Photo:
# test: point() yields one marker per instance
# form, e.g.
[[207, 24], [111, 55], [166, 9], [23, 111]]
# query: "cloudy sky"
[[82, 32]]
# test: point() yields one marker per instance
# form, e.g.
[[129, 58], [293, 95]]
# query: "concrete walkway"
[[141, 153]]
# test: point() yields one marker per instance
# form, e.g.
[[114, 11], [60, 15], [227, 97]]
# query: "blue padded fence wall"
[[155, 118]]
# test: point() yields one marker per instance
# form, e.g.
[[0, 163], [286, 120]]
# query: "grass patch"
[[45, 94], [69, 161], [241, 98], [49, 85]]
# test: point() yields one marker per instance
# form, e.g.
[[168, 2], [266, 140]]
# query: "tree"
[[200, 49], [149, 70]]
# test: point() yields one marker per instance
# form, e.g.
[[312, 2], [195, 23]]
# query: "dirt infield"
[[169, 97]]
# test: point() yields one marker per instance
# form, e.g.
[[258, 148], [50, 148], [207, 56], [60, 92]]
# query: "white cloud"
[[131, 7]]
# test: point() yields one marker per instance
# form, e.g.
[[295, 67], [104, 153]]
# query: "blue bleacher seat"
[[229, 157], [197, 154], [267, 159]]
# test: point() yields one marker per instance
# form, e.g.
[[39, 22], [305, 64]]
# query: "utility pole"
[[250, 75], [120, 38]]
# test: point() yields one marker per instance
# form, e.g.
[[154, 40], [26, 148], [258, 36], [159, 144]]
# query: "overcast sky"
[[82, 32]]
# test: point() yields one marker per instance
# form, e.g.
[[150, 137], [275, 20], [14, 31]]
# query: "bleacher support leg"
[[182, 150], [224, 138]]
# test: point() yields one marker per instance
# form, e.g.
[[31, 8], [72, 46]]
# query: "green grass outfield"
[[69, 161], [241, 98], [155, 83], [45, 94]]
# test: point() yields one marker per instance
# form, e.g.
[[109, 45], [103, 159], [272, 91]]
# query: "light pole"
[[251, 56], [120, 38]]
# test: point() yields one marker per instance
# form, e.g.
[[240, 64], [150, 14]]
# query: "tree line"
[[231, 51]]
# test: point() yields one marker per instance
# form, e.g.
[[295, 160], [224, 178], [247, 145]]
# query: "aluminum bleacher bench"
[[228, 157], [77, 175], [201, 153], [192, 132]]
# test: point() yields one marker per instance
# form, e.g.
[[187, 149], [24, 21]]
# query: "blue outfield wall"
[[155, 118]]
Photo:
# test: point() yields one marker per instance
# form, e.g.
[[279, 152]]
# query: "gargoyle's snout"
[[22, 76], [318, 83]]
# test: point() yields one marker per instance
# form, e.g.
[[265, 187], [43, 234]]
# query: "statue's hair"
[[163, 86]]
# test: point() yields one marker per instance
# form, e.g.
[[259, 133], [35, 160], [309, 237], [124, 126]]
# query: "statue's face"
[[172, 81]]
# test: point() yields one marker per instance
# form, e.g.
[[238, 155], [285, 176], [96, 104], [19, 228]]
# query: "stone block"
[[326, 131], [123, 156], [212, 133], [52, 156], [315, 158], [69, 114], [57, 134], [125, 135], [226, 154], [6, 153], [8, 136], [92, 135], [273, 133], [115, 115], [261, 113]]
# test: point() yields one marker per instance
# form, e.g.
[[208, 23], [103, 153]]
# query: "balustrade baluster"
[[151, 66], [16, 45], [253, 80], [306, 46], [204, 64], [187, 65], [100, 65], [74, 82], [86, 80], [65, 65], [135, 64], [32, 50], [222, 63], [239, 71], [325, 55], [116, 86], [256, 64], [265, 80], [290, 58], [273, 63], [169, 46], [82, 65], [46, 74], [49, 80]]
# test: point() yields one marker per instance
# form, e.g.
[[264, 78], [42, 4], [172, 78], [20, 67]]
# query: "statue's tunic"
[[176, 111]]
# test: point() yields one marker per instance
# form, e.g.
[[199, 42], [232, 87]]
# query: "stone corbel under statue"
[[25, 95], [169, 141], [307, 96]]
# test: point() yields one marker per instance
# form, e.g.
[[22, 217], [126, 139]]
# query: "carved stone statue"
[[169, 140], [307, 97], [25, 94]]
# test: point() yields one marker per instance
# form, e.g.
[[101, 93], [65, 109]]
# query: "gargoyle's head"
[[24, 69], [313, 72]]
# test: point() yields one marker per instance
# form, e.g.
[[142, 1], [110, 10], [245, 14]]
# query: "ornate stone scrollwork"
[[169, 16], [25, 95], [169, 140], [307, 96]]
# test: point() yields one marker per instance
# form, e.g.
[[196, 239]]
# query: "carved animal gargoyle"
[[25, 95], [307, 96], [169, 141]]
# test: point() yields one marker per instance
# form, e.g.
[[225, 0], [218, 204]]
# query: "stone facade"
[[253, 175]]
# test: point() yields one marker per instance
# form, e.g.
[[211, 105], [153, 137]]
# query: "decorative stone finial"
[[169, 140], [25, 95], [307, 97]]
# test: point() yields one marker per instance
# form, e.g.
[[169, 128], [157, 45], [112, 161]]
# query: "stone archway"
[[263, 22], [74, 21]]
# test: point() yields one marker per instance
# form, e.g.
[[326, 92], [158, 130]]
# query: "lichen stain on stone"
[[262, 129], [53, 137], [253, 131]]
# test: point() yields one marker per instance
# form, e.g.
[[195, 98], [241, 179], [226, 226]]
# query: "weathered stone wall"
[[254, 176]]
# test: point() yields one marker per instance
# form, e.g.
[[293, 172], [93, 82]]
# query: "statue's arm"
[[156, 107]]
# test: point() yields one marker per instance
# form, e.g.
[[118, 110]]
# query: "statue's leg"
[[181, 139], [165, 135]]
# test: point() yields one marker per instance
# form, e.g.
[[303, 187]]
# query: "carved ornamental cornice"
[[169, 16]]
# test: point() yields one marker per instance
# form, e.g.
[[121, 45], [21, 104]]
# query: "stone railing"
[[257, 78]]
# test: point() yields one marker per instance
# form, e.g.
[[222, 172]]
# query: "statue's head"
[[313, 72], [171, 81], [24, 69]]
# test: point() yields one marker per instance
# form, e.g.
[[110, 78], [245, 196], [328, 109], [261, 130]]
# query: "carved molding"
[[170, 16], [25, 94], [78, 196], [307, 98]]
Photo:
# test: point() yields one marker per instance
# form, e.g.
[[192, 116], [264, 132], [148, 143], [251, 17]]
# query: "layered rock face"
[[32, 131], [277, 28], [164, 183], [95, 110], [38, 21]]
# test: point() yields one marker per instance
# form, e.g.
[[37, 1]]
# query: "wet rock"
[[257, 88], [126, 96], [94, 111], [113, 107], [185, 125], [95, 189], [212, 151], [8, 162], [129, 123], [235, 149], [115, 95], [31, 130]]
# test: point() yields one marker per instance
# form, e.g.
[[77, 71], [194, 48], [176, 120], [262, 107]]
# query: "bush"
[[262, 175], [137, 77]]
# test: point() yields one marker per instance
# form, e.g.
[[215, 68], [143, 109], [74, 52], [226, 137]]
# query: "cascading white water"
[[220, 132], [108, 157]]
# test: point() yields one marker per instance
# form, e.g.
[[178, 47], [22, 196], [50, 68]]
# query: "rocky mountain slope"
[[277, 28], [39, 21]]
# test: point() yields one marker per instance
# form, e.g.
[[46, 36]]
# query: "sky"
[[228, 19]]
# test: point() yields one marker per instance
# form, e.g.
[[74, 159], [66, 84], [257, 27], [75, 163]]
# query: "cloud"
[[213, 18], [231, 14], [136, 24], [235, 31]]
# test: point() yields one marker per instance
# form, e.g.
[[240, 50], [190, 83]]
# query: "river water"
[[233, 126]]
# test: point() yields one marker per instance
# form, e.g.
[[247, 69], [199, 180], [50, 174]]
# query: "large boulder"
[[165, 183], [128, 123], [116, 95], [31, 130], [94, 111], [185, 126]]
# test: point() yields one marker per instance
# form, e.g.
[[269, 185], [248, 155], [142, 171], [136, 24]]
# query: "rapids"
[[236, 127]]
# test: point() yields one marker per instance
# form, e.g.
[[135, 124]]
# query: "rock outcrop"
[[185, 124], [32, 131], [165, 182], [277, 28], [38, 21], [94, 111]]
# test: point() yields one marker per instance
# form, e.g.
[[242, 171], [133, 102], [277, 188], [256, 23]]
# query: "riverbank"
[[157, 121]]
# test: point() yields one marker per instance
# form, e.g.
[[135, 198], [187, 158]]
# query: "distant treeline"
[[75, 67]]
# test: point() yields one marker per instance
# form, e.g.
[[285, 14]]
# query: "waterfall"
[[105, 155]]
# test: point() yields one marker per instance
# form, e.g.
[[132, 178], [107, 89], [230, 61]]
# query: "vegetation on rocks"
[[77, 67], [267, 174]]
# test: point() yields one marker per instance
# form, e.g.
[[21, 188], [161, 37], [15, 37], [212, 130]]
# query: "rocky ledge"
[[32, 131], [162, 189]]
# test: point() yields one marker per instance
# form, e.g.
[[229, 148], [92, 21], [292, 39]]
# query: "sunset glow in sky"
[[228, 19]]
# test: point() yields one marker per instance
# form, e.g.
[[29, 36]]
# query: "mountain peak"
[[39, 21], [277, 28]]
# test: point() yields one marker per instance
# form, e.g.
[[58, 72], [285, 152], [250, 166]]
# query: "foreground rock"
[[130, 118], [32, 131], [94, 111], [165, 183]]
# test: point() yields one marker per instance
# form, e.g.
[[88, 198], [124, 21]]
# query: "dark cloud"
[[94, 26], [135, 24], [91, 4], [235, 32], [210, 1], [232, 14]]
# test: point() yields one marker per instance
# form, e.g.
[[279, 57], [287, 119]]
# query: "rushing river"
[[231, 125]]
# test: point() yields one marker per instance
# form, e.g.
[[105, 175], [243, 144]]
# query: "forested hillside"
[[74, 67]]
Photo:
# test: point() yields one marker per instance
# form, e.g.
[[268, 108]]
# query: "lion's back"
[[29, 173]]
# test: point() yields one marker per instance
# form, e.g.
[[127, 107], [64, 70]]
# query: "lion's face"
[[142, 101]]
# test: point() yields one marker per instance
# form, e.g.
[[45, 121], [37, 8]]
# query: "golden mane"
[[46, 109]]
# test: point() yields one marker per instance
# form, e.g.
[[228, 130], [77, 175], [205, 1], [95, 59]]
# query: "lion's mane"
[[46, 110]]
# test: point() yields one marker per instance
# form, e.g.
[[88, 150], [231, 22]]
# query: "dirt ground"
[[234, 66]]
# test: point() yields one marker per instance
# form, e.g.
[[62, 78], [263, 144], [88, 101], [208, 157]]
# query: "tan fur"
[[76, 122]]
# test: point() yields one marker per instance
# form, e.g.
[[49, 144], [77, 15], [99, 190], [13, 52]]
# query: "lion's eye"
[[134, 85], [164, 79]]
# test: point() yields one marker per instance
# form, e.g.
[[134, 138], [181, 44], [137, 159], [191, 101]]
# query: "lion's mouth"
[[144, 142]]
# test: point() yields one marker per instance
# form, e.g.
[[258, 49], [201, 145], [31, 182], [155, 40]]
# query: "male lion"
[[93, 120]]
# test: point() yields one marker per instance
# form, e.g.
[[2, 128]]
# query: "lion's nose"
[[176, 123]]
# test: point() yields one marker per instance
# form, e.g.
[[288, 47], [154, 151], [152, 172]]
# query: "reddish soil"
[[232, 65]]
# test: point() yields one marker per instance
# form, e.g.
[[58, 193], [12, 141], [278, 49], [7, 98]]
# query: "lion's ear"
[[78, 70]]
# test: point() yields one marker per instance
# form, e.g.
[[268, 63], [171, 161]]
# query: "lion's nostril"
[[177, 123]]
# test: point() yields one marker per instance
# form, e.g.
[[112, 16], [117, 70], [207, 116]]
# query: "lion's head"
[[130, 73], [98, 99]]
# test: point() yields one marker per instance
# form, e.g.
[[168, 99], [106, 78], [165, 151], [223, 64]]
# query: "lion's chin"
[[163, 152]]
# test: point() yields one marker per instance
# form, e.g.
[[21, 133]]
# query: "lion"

**Task directions:**
Copy the lines from the start through the line with "[[141, 153]]", swapping "marker" for "dot" and changing nothing else.

**In response:**
Photo:
# test: point() yields one dot per instance
# form, e.g.
[[207, 24], [111, 55], [166, 9], [23, 111]]
# query: "cloudy sky"
[[82, 32]]
# test: point() yields one dot per instance
# form, e.g.
[[129, 58], [293, 95]]
# query: "concrete walkway"
[[141, 153]]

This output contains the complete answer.